Write out again the lines of the items below, starting with the line containing "In this exercise you will locate the eagle" and ending with the line containing "<point>683,174</point>", both included. Keep the requests, and scale every coordinate in the answers by 2.15, rounding to whole numbers with halves rounded up. Give only those lines.

> **DATA TO USE**:
========================================================================

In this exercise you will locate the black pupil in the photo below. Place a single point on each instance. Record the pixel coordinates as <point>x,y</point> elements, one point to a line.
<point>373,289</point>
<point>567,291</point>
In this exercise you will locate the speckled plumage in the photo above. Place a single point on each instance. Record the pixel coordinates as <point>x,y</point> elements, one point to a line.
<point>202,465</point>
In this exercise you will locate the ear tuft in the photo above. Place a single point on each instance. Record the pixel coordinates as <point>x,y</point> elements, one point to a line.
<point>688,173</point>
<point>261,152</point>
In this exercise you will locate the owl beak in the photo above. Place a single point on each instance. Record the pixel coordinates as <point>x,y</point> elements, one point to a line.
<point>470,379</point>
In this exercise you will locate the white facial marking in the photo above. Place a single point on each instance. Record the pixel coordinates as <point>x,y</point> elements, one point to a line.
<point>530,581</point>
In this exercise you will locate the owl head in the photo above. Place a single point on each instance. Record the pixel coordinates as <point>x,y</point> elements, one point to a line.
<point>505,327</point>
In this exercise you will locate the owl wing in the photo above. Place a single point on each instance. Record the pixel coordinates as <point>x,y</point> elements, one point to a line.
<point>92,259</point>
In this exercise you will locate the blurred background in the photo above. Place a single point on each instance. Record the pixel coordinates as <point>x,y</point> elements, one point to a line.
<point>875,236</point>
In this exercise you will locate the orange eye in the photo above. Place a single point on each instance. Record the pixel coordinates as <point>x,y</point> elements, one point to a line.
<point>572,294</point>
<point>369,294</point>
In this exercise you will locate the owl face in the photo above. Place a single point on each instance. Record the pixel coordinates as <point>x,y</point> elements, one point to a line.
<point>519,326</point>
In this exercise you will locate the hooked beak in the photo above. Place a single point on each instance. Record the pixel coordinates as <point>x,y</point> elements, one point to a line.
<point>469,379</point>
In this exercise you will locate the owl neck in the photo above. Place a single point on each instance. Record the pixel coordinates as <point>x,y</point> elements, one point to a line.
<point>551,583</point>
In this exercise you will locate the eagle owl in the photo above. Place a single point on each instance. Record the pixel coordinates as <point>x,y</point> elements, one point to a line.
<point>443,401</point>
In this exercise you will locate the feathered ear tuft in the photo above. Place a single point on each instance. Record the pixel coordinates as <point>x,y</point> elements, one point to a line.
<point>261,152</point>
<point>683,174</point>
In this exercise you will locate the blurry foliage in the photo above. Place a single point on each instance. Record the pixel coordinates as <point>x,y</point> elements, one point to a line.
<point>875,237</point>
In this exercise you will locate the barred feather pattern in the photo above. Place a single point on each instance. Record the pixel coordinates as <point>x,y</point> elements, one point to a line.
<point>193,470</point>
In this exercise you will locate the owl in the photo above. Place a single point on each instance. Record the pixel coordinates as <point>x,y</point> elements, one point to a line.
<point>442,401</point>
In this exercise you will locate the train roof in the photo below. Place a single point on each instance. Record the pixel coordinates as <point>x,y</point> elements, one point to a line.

========================================================================

> **RESULT OF THIS TASK**:
In this exercise you will locate the eagle owl in the photo above. Place a single point on each instance. Record the pixel coordinates as <point>x,y</point> elements, one point to a line.
<point>952,862</point>
In this exercise you will locate the feathered ear tuft in the photo above. Place a single point on each instance. Record the pixel coordinates as <point>x,y</point> elements, one point to a line.
<point>561,327</point>
<point>1468,374</point>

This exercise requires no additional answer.